**Texte à lire**
Ven. Lama Dondrup Dorje activating students chi to clear blockages in channels |
Le charisme c’est être le centre de toute attention, un peu malgré soi, sans y paraître. A l’origine, le charisme est une grâce accordée par Dieu, donc une grâce naturelle. Par extension (façon de parler pour un athée), c’est une « autorité, fascination irrésistible qu'exerce un homme sur un groupe humain et qui paraît procéder de pouvoirs (quasi) surnaturels » (Atilf). Pour Max Weber le charisme est la croyance en la qualité extraordinaire d'un personnage. Tout en paraissant « naturel » et une « grâce accordée par Dieu », le charisme demande du travail, beaucoup de travail ou de conditionnement. Le charisme et la majesté sont similaires, à la différence que le conditionnement de la majesté vient souvent avec des attributs (architecture de grandeur, étiquette et pompe) et est plus visible que celui du charisme « naturel », qui conditionne plutôt à l’aide de concepts de simplicité et de sobriété, mais qui n’en fait pas moins.
S’entourer de faste (maṅgala) c’est augmenter son capital charismatique. Mais l’art du charisme « naturel » ou inné doit presqu’aller en sens inverse. N’oublions pas qu’en Mésopotamie, le roi pouvait être un simple berger, dûment oint et entouré de faste, étiquette et pompe. Au Tibet, des gens d’origines très simples pouvaient finir sur le trône du pontife d’un centre administratif-religieux. Leur potentiel de charisme inné devait être rendu visible pour tous, pour qu’il puisse opérer conformément.
Chogyam Trungpa (1939-1987) semble avoir donné quelques clés à ses disciples, pour travailler leur charisme. Dans le bouddhisme autoritaire, le charisme c’est l’éveil. Trungpa parlait d’ « évoquer l’éveil » (evoke awakening), ou l’éveil devient comme un synonyme de « présence » pourrait-on dire. Comment faire pour rendre son propre éveil perceptible aux autres ? Le genre d’instructions qu’il donna était au départ destiné aux acteurs du groupe Mudra. Comment faire pour avoir de la présence sur scène ou sur l’écran ? Une bonne élocution était également indispensable au « travail sur la forme », que Trungpa appella Mudra Space Awareness, « la pleine conscience à l’espace du geste ».[1] Il enseigna à son groupe de théâtre Mudra comment « développer une présence qui naît d’une manière d’être physiquement et psychologiquement en relation à l’espace. »[2] Il est essentiel pour cela de commencer par faire naître une sensation de sympathie pour soi-même, autrement dit de prendre conscience de sa légitimité.

**Données affichées**
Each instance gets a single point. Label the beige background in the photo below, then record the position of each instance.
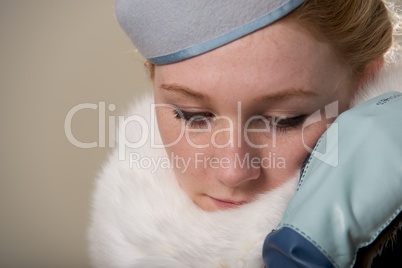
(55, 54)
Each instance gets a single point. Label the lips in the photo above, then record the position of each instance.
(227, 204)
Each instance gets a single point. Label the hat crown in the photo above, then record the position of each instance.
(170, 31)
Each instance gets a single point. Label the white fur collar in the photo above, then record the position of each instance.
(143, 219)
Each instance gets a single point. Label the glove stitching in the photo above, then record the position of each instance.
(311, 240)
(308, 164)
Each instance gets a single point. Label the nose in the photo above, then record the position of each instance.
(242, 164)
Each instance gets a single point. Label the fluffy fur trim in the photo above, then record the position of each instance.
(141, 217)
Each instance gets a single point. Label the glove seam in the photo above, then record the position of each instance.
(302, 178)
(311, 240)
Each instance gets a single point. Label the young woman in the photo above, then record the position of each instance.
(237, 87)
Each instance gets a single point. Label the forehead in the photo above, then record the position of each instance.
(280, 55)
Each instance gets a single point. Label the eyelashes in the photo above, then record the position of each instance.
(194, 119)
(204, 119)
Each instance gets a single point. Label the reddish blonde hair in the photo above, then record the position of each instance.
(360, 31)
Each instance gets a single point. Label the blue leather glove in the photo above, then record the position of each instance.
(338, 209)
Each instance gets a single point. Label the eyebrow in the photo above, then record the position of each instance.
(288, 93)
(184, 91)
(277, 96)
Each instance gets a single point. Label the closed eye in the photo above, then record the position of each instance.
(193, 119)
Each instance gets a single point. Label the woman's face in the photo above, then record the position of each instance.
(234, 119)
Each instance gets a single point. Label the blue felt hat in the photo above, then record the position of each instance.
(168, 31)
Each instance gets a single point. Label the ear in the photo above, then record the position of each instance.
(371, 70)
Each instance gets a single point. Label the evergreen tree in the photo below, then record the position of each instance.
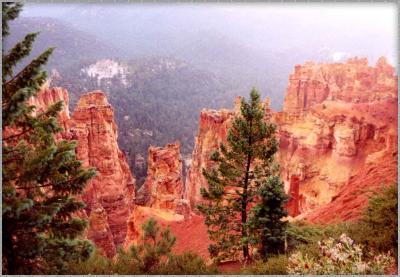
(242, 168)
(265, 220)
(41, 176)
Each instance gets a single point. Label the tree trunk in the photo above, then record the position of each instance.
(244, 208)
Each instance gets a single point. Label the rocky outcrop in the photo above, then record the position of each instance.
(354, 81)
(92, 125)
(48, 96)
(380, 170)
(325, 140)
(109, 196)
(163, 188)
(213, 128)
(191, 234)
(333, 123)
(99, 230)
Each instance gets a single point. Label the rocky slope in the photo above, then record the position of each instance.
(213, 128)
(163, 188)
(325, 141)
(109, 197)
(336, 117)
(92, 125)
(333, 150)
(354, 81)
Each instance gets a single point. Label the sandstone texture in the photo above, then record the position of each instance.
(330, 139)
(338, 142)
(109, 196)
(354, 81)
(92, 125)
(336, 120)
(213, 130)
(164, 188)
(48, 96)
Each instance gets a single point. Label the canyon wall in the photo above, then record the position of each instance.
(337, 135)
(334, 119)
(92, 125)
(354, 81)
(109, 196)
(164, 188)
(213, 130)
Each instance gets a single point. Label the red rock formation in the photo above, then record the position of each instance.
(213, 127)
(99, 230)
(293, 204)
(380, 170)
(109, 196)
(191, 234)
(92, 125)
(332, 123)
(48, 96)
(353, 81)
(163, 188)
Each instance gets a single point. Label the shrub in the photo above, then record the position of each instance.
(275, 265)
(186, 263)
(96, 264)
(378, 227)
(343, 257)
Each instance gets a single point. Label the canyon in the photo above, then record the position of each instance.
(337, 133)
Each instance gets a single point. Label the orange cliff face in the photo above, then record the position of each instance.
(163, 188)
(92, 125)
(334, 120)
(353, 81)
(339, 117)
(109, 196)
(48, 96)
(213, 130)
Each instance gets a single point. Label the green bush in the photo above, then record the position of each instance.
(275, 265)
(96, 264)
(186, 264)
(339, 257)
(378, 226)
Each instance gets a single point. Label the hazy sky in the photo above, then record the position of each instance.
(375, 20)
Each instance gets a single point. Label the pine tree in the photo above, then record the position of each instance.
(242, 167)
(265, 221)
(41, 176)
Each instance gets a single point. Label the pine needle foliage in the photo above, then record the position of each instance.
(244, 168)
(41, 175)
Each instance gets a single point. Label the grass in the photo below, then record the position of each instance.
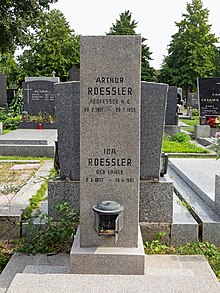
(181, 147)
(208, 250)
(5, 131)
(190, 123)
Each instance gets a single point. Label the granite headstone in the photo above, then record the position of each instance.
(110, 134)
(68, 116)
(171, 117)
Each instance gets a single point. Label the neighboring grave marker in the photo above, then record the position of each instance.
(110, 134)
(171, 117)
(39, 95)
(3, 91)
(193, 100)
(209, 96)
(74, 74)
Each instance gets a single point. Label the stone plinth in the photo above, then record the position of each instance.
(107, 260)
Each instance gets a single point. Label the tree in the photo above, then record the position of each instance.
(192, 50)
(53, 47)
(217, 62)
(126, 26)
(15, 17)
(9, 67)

**Votre travail**
a: Dites si chacune des affirmations suivantes concorde avec le texte sur le charisme ci-dessus, en répondant par oui ou par non et en citant mot pour mot les termes du texte qui permettent de trancher.
(i) Pour Max Weber, le charisme est la croyance en la qualité extraordinaire d'un personnage.
(ii) Les instructions de Trungpa étaient au départ destinées aux moines de son monastère.
(iii) Le conditionnement de la majesté est moins visible que celui du charisme « naturel ».
b: Restituez à l'identique le passage du texte sur le charisme qui commence aux mots « S’entourer de faste » et qui s'arrête après les mots « puisse opérer conformément. ».

**Réponses complètes**
a:
(i) Oui : « Pour Max Weber le charisme est la croyance en la qualité extraordinaire d'un personnage. »
(ii) Non : « Le genre d’instructions qu’il donna était au départ destiné aux acteurs du groupe Mudra. »
(iii) Non : « est plus visible que celui du charisme « naturel » »

b:
S’entourer de faste (maṅgala) c’est augmenter son capital charismatique. Mais l’art du charisme « naturel » ou inné doit presqu’aller en sens inverse. N’oublions pas qu’en Mésopotamie, le roi pouvait être un simple berger, dûment oint et entouré de faste, étiquette et pompe. Au Tibet, des gens d’origines très simples pouvaient finir sur le trône du pontife d’un centre administratif-religieux. Leur potentiel de charisme inné devait être rendu visible pour tous, pour qu’il puisse opérer conformément.